■ Data lines ■
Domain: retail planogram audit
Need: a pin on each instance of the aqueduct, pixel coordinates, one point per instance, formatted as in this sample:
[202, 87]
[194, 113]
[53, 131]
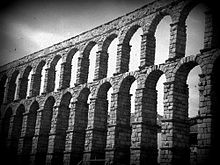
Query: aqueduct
[46, 126]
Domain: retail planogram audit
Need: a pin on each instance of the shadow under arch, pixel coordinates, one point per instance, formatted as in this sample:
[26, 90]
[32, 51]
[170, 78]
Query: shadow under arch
[215, 106]
[12, 86]
[77, 128]
[97, 124]
[120, 122]
[29, 133]
[3, 83]
[24, 82]
[61, 128]
[16, 131]
[179, 111]
[38, 78]
[45, 125]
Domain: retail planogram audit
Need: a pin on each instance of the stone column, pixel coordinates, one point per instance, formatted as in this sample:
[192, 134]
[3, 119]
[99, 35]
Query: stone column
[21, 150]
[19, 89]
[75, 137]
[144, 128]
[52, 135]
[65, 75]
[148, 45]
[123, 56]
[175, 126]
[7, 95]
[205, 121]
[36, 136]
[83, 69]
[211, 34]
[35, 84]
[119, 130]
[101, 65]
[177, 41]
[49, 81]
[96, 132]
[22, 87]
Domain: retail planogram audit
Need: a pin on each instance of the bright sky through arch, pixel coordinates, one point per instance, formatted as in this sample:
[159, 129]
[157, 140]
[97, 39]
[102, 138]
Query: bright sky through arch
[28, 26]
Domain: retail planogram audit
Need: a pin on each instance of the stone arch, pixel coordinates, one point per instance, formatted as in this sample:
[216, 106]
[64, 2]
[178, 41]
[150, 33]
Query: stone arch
[16, 129]
[149, 113]
[156, 20]
[123, 52]
[88, 48]
[45, 126]
[68, 68]
[122, 113]
[3, 83]
[61, 128]
[108, 41]
[24, 82]
[29, 132]
[37, 79]
[84, 63]
[70, 55]
[96, 134]
[5, 128]
[215, 95]
[51, 74]
[186, 8]
[77, 125]
[189, 63]
[180, 109]
[12, 86]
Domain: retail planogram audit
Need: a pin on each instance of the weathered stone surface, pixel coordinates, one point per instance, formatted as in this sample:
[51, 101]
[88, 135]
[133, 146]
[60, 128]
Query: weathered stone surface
[65, 127]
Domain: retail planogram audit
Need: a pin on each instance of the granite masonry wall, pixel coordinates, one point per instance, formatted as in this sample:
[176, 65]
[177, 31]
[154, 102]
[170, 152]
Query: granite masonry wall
[62, 127]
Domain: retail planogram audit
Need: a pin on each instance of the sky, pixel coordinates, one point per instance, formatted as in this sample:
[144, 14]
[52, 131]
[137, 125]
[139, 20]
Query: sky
[27, 26]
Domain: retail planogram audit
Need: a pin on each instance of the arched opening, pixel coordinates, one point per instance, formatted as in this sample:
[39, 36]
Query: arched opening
[74, 67]
[57, 74]
[16, 130]
[45, 126]
[80, 122]
[135, 44]
[42, 79]
[29, 83]
[92, 62]
[61, 128]
[187, 110]
[25, 83]
[132, 94]
[153, 111]
[100, 122]
[112, 56]
[12, 89]
[30, 130]
[162, 35]
[124, 120]
[193, 82]
[160, 111]
[109, 98]
[16, 96]
[5, 129]
[195, 30]
[3, 83]
[215, 106]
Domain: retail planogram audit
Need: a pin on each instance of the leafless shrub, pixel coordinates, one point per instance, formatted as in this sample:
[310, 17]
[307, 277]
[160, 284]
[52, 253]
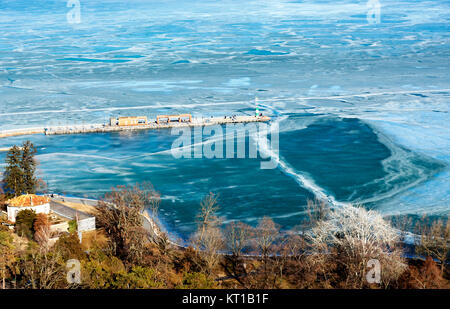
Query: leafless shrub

■ Problem description ■
Omitting all images, print the listing exactly.

■ Result of the exercise ■
Domain: retail planogram audit
Need: a pin on each instance of the aqueduct, pixel coordinates, one point per instance, formatted as in this sample:
[202, 87]
[194, 113]
[53, 131]
Query: aqueduct
[46, 126]
Domain: retail planogram audit
Need: a pin on each instance of the shadow under arch, pixel coordinates, one point per instance, formatted as in this sample:
[26, 90]
[32, 51]
[170, 78]
Query: shadow under arch
[215, 106]
[12, 86]
[77, 128]
[97, 124]
[120, 122]
[29, 133]
[3, 83]
[24, 82]
[61, 128]
[16, 131]
[179, 111]
[38, 78]
[45, 125]
Domain: retail planogram audit
Need: a pin on each instance of the stone column, pixel coordinates, one point per instance, formatted as in this sample:
[192, 134]
[3, 119]
[99, 35]
Query: stone column
[21, 150]
[19, 89]
[75, 137]
[144, 128]
[52, 135]
[65, 75]
[148, 45]
[123, 56]
[175, 126]
[7, 95]
[205, 121]
[36, 136]
[83, 69]
[211, 34]
[35, 84]
[119, 130]
[101, 65]
[177, 41]
[49, 81]
[96, 132]
[22, 87]
Domain: retail planogram audit
Need: a pin on each instance of the bright sky through arch, pixel coordinates, one point per instance, formatted as in this sample:
[159, 129]
[157, 140]
[97, 39]
[102, 138]
Query: bright sky through arch
[28, 26]
Domain: retail planogram audit
Need: a pin on each instance of the stone arch, pixel coordinates, one point per instance, formatted as in this sample:
[216, 106]
[64, 2]
[178, 41]
[150, 33]
Query: stone arch
[16, 129]
[149, 113]
[156, 20]
[123, 52]
[88, 48]
[45, 126]
[68, 68]
[122, 113]
[3, 83]
[61, 128]
[108, 41]
[24, 82]
[29, 132]
[37, 79]
[84, 63]
[70, 55]
[96, 134]
[5, 128]
[215, 95]
[51, 74]
[186, 8]
[77, 125]
[189, 63]
[180, 109]
[12, 86]
Domain: retail planogram audit
Need: a pin on each instance of the weathered stone surface, pixel coordinates, one point per instance, formatted as in this sample:
[51, 101]
[88, 135]
[133, 146]
[60, 128]
Query: weathered stone surface
[65, 127]
Domain: retail planogram audit
Need: a pin on each instance of the granite masonry wall, pixel coordinates, one point per instance, formatted as in this sample:
[176, 65]
[177, 31]
[154, 102]
[170, 152]
Query: granite masonry wall
[62, 127]
Domain: retail planogram audit
Need: a pin on each instance of the sky, pixel coordinates, one point per instance, formatted as in this sample:
[144, 14]
[52, 131]
[137, 125]
[139, 20]
Query: sky
[27, 26]
Domain: retail planogram audit
Need: a pin on each instance of the arched opening, pixel coordinates, one point per instance, formatted as in this sample:
[39, 36]
Query: arched opening
[74, 67]
[57, 74]
[16, 130]
[45, 126]
[80, 122]
[135, 44]
[42, 79]
[29, 83]
[92, 62]
[61, 128]
[187, 110]
[25, 83]
[132, 94]
[153, 111]
[100, 122]
[112, 56]
[12, 89]
[30, 130]
[162, 35]
[124, 120]
[193, 82]
[160, 111]
[109, 98]
[16, 96]
[5, 129]
[195, 30]
[3, 83]
[215, 106]
Domain: retail planogram audit
Need: a pin on each instance of the leafless shrub, pixel coordinates, one point per instance, formatted as in this sample:
[310, 17]
[307, 277]
[160, 284]
[52, 253]
Query: leafless shrub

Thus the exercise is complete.